**Required action**
Reproduce the listing exactly. Omit pictures.

**Stored data**

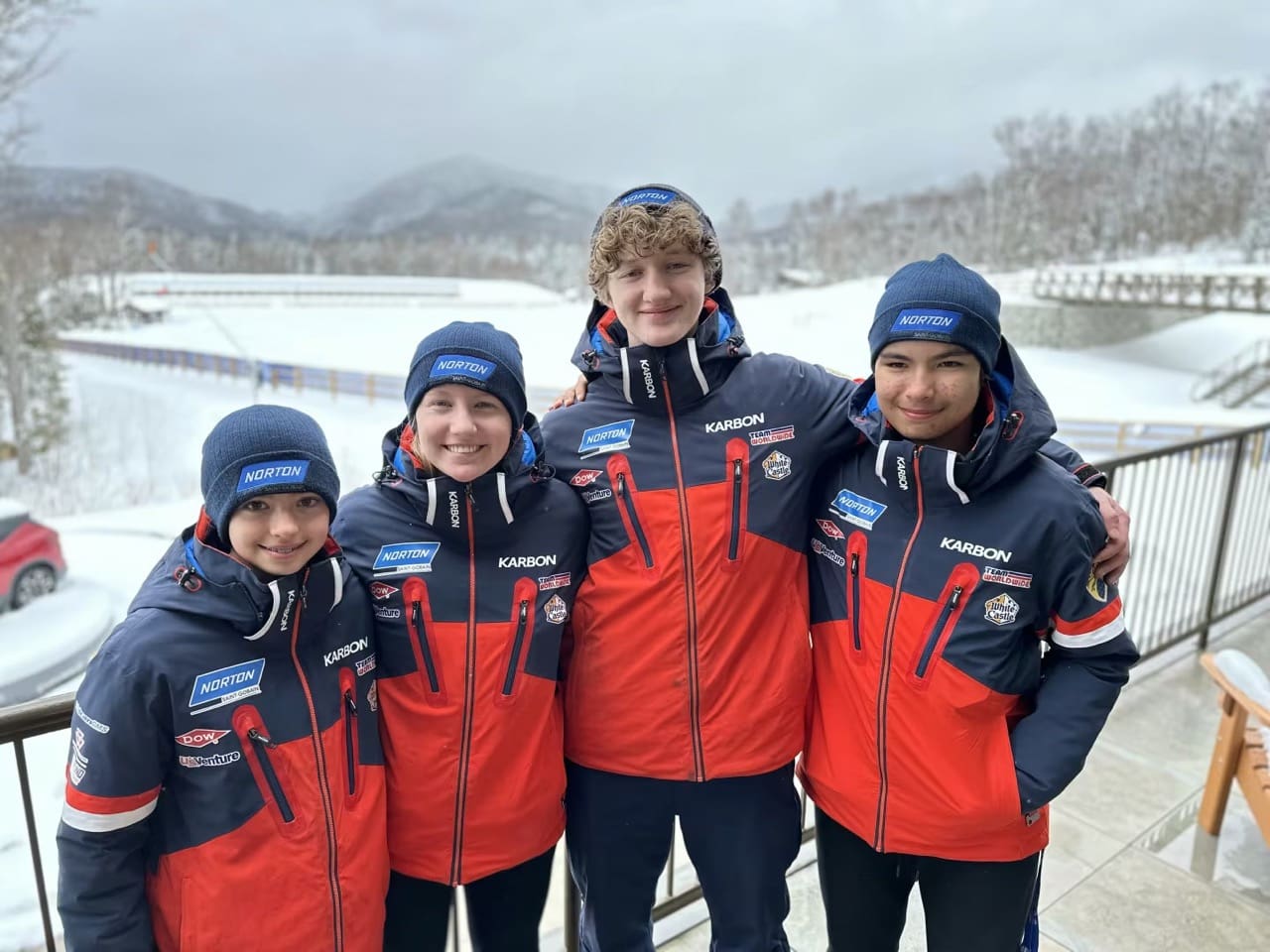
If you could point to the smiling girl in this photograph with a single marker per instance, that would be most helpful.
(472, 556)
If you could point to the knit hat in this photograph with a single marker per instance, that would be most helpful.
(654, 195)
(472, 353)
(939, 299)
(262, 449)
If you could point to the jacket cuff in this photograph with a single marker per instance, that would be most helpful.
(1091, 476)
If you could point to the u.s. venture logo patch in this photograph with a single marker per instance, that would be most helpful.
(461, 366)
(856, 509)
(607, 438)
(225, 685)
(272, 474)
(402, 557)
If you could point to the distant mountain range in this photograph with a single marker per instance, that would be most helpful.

**Task output**
If you could point to the smiling girl in this photograph with a single marker per instance, that would be most helpful.
(472, 556)
If you could point to the knit hat in this photograph with a single marker per instance, that would be most helpful.
(654, 195)
(472, 353)
(939, 299)
(262, 449)
If you could point to the jacket cuff in this photograph with a single marker per instance, that would be most helpful.
(1091, 476)
If you could point to the u.s. venture logo patch in this photograph with a single marker per instance, that would be most helpful.
(461, 366)
(856, 509)
(607, 438)
(225, 685)
(272, 474)
(402, 557)
If you could point to the distant mountain range in this photograph with a single marker per instance, that would be most helpful.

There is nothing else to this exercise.